WHAT YOU ARE ASKED TO DO
Every line from the line containing "Pinpoint each stone" to the end of the data must appear in the answer exactly as it appears there, and nothing else.

DATA FOR THIS EXERCISE
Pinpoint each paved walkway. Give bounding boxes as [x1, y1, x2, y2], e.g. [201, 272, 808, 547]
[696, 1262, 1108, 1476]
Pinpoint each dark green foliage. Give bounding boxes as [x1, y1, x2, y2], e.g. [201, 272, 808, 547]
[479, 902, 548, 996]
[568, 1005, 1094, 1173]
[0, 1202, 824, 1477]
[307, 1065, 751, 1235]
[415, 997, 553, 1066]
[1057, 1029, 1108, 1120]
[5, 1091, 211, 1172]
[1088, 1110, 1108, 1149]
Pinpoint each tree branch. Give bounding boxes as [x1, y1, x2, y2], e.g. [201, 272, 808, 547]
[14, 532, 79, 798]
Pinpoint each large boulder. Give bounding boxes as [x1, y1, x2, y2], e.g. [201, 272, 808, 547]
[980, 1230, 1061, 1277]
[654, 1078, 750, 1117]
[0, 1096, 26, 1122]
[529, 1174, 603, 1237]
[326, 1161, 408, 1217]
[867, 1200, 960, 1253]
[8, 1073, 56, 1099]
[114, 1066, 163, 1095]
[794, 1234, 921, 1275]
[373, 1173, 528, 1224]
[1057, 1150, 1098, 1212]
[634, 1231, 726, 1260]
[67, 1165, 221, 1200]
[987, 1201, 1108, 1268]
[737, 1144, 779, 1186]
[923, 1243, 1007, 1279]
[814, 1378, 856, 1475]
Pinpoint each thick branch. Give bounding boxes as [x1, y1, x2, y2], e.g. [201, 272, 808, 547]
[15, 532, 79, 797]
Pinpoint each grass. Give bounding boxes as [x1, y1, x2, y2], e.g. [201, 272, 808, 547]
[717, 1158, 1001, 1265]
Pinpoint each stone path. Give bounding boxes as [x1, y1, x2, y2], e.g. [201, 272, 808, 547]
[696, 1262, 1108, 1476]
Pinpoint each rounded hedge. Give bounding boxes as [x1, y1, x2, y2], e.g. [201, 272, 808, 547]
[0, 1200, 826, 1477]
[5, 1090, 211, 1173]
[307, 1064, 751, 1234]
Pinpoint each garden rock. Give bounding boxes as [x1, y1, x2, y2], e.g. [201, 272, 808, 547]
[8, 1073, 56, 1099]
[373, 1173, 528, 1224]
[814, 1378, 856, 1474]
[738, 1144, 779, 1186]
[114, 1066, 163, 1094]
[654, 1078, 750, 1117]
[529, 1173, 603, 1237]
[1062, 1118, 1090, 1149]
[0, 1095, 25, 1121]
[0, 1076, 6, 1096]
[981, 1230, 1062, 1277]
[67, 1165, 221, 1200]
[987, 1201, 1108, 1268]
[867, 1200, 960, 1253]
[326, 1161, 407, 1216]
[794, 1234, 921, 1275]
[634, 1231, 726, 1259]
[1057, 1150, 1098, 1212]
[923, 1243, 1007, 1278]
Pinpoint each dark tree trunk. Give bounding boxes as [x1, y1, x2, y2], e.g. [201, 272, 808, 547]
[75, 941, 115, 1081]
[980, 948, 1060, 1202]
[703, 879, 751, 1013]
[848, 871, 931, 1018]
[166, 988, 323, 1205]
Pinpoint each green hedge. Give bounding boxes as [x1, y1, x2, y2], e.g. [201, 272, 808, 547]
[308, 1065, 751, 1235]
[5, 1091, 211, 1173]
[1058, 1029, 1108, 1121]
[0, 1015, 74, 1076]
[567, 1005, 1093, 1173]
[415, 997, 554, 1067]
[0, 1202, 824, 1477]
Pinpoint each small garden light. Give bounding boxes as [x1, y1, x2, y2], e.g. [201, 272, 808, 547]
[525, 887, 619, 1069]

EXERCISE ANSWER
Pinpoint each stone path. Give bounding boxes as [x1, y1, x2, y2], e.g. [201, 272, 808, 547]
[696, 1262, 1108, 1476]
Pinpoint each rounded hedge. Give bounding boxes as [x1, y1, x2, y2], e.g. [201, 272, 808, 547]
[0, 1200, 826, 1477]
[5, 1090, 211, 1173]
[307, 1064, 751, 1234]
Pinpoint each garden rock. Give bounding boxes as [x1, y1, x2, y2], e.g. [201, 272, 808, 547]
[8, 1073, 56, 1099]
[373, 1173, 528, 1224]
[814, 1378, 856, 1474]
[738, 1144, 779, 1186]
[114, 1066, 163, 1094]
[654, 1078, 750, 1117]
[529, 1173, 603, 1237]
[1062, 1118, 1090, 1149]
[0, 1095, 25, 1121]
[0, 1076, 6, 1096]
[981, 1230, 1062, 1277]
[67, 1165, 221, 1200]
[987, 1201, 1108, 1268]
[867, 1200, 960, 1253]
[326, 1161, 407, 1216]
[794, 1234, 921, 1275]
[634, 1231, 726, 1259]
[1057, 1150, 1098, 1212]
[923, 1243, 1007, 1278]
Pinpoint each dark tree trunk. Give bounding boxes as [x1, y1, x2, y2], e.g. [201, 272, 808, 547]
[75, 941, 115, 1081]
[980, 948, 1060, 1202]
[703, 879, 751, 1013]
[848, 871, 931, 1018]
[166, 988, 323, 1205]
Pinpoint each green hedge. Give bounding boxes as [x1, y1, x2, y2], e.g. [201, 272, 808, 547]
[308, 1065, 751, 1235]
[5, 1091, 211, 1173]
[1058, 1029, 1108, 1121]
[0, 1015, 74, 1076]
[567, 1005, 1093, 1173]
[415, 997, 554, 1067]
[0, 1202, 824, 1477]
Pinpoint each small garden light. Give bounding boxes as [x1, y1, x2, y2], e.g. [201, 272, 808, 547]
[525, 887, 619, 1069]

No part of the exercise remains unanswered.